> Records for this task:
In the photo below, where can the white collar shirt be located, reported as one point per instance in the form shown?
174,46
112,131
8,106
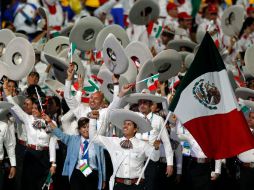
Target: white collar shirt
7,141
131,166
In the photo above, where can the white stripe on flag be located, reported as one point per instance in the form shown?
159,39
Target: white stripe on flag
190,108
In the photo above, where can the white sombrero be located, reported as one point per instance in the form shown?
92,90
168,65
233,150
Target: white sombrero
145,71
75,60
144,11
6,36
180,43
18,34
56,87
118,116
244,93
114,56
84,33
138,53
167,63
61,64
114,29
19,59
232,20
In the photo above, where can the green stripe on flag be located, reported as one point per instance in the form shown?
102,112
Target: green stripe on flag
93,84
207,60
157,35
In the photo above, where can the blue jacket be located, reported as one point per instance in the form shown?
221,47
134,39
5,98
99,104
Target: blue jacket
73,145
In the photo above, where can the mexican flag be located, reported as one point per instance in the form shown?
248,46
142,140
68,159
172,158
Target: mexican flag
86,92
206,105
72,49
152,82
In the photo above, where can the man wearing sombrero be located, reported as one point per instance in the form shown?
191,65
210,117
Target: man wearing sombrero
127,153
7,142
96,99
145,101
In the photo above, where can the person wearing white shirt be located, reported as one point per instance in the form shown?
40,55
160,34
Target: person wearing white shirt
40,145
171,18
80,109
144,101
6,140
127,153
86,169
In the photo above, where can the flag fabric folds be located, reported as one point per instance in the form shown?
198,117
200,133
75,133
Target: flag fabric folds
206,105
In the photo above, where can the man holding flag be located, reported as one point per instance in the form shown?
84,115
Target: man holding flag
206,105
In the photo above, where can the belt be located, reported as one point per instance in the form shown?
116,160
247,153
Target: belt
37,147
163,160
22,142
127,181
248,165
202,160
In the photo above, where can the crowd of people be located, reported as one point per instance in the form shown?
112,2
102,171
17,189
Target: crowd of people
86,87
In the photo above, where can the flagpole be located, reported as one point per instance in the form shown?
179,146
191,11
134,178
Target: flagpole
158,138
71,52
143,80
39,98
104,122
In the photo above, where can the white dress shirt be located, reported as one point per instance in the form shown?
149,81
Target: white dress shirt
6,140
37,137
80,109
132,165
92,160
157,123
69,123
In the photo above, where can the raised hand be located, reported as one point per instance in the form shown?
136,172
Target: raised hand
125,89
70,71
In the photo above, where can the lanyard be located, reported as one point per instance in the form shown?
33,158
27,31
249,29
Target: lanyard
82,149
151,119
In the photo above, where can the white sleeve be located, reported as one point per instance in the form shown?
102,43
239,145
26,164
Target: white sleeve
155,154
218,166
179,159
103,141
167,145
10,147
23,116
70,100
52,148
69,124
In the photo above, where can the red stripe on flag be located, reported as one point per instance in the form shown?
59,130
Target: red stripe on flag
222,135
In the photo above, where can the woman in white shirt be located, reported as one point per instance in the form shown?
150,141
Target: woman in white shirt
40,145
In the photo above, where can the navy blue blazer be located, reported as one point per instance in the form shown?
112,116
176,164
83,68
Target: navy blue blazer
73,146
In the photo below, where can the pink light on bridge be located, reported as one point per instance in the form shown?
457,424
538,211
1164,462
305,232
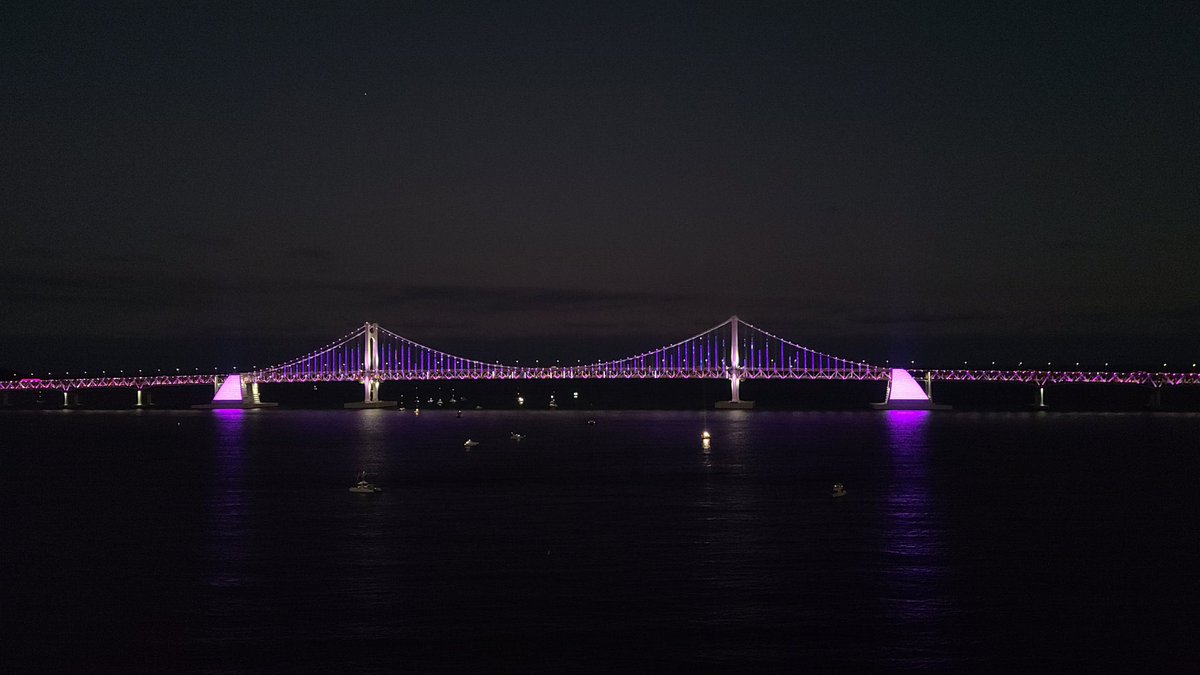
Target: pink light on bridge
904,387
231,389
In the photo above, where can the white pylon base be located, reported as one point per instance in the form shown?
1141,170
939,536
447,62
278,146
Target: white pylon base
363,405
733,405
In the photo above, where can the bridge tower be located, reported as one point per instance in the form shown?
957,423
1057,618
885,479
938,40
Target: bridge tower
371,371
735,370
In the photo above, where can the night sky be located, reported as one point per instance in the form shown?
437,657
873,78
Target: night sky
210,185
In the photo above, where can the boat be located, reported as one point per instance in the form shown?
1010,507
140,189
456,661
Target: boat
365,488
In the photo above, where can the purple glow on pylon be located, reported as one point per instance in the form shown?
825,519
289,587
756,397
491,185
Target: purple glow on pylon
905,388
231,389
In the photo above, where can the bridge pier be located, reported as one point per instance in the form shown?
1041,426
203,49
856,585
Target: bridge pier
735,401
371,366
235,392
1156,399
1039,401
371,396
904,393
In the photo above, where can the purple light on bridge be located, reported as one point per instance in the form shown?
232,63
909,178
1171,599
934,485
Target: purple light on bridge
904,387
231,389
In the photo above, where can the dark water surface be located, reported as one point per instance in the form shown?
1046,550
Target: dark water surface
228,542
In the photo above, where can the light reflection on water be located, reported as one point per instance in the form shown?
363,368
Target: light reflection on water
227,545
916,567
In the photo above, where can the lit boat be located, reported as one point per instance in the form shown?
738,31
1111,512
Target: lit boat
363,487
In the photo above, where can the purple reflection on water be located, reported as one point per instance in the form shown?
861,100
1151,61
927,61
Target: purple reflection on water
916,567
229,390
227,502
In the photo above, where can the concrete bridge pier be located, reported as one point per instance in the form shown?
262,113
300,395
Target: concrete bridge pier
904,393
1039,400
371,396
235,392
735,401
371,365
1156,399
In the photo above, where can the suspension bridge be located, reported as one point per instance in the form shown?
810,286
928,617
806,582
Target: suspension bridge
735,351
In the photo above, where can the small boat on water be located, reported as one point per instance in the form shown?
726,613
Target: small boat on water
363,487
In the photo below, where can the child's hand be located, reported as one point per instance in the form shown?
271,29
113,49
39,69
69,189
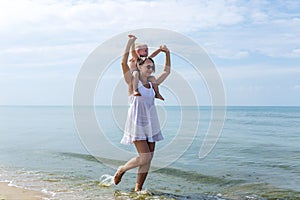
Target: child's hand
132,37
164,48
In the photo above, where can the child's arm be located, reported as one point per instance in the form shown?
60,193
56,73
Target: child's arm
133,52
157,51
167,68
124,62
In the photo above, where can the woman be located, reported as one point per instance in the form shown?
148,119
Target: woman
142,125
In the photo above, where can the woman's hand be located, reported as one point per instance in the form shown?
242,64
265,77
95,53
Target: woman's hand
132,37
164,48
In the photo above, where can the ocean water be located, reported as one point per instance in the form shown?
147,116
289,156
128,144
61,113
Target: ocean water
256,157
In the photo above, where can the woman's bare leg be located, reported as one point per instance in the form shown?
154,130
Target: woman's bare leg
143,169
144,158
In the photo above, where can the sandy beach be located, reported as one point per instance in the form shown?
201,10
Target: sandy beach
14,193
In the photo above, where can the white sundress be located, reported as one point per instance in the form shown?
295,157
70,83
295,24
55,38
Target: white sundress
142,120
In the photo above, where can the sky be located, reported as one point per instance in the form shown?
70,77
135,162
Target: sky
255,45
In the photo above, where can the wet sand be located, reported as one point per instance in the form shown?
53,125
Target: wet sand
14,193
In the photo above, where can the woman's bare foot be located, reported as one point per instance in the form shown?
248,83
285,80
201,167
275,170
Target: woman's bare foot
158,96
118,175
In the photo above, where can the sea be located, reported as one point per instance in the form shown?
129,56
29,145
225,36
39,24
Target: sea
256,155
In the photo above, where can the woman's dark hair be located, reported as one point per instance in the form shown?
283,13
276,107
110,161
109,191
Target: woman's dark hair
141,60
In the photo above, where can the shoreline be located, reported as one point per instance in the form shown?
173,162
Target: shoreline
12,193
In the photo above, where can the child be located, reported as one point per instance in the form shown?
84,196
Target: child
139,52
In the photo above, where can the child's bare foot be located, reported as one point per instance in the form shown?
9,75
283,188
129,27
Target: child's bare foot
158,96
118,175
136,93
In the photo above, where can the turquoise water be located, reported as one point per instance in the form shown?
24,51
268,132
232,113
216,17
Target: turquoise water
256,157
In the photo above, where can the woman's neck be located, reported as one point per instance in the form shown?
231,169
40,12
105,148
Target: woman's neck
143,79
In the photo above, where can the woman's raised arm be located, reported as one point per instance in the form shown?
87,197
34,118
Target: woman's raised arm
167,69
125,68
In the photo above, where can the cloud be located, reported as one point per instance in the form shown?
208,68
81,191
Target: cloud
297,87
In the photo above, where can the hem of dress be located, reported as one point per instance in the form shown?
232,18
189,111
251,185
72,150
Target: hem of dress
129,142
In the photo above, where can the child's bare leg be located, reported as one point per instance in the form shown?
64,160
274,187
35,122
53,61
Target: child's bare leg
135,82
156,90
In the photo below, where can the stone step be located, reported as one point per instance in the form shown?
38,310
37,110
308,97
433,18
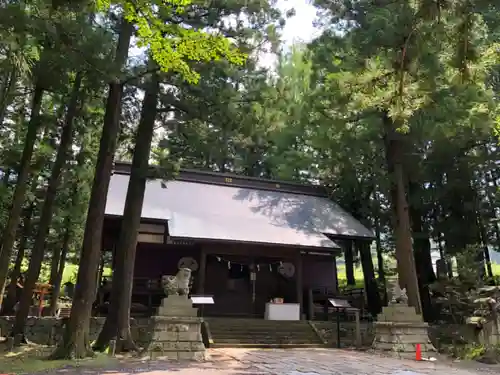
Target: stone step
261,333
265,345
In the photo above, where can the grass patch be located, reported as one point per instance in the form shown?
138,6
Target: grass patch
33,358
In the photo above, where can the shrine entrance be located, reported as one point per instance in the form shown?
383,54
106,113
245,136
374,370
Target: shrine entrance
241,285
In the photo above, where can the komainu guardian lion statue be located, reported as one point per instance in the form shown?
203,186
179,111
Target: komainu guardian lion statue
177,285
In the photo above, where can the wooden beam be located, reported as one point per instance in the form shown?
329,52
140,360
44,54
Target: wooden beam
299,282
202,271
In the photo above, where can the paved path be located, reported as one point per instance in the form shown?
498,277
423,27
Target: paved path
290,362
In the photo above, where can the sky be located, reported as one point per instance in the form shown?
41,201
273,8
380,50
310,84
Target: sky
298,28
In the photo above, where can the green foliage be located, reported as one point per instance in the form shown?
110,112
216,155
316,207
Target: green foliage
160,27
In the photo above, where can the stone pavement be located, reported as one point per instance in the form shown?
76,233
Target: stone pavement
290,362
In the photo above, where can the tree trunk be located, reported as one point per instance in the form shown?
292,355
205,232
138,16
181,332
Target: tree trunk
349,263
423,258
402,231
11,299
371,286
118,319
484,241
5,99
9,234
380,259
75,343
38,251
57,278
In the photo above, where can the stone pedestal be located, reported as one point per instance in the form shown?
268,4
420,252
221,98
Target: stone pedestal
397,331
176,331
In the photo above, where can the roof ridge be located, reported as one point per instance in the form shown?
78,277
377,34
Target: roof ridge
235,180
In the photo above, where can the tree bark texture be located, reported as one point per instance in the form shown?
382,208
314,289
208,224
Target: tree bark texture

> Exercise description:
Everything from the line containing "In the photo above, where can the grass" to the end of the data above should be quoted exactly, please, both ends included, and nothing outside that span.

> Task solution:
In the photo above, where can the grass patch be located, reported as one point per instance in the form shown?
138,6
Target: grass patch
33,358
In the photo above, where can the shrine entrance be located, reported as one point per instance in the form shown?
383,54
106,113
245,136
374,370
Target: shrine entrance
241,285
In the photo above, where can the komainu guardian lion statue be located, reported as one point per instance in the form shown?
203,186
179,111
Target: komainu guardian lion statue
177,285
In the photo above, where can the wooden beam be located, reported as one point per instance in the form shown?
329,52
140,360
44,54
Target: wooden beam
299,282
202,271
In the photo above, where can the paved path be located, reported as one point per instance in the form shown?
498,277
423,27
Target: paved path
290,362
In the photo above, where can the sky be located, reported as one point per instance in the form shown?
41,201
273,8
380,50
310,84
Target: sky
298,28
In the photo above, where can the green foliage be located, reported as one point per instance in the form shown?
110,112
216,155
316,207
Target: green foliage
160,27
In the photo above, where can the stone pavement be located, reported as one point per instance in the form shown?
76,233
Target: stone pavement
290,362
In the photo above, where can the tree trunk be located, reported as one point per instance in the form shown?
292,355
205,232
138,16
181,332
Target: tree trunk
349,263
423,258
402,231
11,299
371,286
118,319
484,241
5,99
9,234
380,259
75,343
38,251
57,278
In the photo above, where can the stone pedestal be located, reported as one point per instance in the form shown?
268,4
420,252
221,98
Target: stone pedestal
397,331
176,331
In the photo above, where can the roof ridge be located, reported as one point per instance in the form shown?
78,277
377,34
Target: roof ridge
235,180
In the photo above, where can the tree bark texture be located, reported as one point per instance in the form shown?
382,208
314,289
208,224
Target: tree bark texture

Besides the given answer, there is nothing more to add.